- **What to produce**
Filter the material down to every line that contains the word "white", and copy those lines.

- **Supplied material**
= = = = =
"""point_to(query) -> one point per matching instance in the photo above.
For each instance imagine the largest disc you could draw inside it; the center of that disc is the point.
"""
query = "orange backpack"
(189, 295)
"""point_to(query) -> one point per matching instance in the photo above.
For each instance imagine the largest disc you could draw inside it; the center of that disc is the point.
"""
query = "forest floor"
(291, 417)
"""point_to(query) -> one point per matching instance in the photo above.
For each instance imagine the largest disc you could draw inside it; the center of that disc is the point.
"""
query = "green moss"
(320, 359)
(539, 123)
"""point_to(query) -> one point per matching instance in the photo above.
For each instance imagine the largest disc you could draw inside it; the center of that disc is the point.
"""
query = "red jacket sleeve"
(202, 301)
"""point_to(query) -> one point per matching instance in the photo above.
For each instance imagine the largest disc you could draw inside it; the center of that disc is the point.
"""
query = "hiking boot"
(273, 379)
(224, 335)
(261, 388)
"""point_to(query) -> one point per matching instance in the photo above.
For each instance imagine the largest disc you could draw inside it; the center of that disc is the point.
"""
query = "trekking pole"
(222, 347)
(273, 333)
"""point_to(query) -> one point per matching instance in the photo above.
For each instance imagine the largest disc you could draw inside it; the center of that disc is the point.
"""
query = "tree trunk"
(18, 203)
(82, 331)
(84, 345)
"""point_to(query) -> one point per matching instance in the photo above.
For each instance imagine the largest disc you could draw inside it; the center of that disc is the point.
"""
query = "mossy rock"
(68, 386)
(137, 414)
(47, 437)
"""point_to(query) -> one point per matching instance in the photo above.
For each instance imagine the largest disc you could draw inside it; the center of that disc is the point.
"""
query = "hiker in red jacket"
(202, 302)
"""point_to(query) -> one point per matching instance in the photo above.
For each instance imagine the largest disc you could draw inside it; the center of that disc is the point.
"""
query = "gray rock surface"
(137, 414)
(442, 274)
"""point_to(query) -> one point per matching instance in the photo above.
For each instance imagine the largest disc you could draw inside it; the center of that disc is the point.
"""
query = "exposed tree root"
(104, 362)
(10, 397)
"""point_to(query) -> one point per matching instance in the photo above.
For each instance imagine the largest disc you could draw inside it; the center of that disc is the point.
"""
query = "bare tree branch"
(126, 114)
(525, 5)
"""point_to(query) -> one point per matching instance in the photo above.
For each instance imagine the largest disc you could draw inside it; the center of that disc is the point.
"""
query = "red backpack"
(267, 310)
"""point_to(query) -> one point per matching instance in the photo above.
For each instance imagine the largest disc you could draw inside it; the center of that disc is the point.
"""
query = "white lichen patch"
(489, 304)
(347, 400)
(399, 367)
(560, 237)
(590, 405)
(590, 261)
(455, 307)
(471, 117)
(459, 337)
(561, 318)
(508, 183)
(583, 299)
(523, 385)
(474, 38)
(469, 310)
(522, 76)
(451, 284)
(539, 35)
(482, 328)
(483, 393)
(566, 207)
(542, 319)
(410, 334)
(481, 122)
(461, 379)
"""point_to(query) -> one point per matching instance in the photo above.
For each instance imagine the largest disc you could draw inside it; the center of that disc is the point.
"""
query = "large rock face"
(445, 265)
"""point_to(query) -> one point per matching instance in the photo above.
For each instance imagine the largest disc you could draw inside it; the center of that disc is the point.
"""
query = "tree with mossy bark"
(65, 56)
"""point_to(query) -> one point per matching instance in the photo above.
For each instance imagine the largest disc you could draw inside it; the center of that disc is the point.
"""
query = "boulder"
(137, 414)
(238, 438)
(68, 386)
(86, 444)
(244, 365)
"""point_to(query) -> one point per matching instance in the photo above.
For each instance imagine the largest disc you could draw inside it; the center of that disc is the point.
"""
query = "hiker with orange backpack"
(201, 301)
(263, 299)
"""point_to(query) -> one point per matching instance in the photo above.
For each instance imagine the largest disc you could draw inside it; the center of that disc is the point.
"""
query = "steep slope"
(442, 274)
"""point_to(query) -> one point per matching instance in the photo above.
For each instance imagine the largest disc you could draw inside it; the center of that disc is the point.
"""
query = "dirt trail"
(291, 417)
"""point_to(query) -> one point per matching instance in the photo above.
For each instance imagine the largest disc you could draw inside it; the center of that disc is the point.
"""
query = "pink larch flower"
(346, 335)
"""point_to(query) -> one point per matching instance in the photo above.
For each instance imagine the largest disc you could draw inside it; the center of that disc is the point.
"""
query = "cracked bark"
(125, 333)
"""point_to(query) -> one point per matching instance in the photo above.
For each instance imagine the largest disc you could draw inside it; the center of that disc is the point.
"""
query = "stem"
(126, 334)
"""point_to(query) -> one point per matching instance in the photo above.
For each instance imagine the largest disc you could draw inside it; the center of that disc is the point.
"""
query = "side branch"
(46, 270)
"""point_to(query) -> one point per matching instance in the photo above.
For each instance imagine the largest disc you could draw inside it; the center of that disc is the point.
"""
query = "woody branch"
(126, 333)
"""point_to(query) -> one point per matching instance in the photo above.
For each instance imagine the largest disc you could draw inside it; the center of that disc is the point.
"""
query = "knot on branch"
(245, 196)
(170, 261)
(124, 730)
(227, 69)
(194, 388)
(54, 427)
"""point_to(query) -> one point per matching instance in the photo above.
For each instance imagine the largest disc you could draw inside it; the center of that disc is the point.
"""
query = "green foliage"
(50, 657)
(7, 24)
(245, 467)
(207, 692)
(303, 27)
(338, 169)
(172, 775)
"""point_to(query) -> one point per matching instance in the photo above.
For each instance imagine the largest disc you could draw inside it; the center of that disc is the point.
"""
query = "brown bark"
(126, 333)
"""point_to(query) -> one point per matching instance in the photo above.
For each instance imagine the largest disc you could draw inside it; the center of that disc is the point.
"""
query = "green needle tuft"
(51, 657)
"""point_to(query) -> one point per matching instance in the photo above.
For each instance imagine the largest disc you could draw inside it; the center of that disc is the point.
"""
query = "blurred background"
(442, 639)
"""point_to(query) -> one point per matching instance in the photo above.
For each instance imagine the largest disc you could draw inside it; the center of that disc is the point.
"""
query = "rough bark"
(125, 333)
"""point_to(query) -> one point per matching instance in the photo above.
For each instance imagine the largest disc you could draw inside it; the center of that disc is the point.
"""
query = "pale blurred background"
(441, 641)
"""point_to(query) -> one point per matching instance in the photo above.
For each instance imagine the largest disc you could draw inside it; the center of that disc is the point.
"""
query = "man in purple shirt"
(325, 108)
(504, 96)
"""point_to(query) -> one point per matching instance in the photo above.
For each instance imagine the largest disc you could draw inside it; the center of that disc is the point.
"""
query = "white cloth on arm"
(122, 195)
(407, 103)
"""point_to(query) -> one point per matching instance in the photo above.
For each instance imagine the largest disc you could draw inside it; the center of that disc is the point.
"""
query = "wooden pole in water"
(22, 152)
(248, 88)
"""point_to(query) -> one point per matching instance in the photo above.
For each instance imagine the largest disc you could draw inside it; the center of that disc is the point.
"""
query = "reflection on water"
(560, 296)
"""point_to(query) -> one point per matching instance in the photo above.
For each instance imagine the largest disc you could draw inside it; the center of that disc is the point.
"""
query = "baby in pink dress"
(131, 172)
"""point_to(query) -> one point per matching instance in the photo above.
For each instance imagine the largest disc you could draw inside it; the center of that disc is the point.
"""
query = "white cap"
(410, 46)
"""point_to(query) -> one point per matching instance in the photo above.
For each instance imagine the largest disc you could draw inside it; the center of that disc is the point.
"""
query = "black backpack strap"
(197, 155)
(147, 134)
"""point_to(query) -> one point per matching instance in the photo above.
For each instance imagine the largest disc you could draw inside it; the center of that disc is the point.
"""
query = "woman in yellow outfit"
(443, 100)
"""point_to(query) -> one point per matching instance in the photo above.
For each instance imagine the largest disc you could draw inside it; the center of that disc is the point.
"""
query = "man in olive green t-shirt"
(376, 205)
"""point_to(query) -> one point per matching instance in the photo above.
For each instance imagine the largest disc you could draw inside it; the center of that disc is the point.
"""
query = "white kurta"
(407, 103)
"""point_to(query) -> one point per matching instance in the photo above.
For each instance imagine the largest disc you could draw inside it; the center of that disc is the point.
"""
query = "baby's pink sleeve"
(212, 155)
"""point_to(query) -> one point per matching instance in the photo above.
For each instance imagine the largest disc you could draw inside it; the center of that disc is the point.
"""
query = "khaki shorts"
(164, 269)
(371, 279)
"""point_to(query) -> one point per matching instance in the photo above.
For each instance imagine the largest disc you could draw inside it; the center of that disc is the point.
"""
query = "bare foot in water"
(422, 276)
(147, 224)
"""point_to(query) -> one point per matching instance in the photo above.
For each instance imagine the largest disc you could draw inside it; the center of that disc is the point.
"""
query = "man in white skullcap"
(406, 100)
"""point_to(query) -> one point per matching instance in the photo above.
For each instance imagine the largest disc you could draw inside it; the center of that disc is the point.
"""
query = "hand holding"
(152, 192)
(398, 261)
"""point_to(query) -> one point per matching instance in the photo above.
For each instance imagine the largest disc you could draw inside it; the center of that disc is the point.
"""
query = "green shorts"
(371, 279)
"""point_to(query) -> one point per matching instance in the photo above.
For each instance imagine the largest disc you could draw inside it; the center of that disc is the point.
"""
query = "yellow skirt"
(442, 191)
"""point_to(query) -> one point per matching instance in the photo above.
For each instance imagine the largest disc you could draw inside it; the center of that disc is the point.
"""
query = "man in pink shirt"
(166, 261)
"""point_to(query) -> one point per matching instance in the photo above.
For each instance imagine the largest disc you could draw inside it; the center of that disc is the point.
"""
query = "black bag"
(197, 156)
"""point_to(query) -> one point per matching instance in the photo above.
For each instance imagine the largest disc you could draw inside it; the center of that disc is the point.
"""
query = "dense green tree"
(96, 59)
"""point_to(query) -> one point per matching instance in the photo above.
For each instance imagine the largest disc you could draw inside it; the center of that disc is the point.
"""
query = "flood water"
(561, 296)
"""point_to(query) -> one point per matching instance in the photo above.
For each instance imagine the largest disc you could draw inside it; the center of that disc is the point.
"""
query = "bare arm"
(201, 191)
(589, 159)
= = = = =
- **Answer**
query = "white lichen patch"
query = "white cloth on arm"
query = "white cap"
query = "white kurta"
query = "man in white skullcap"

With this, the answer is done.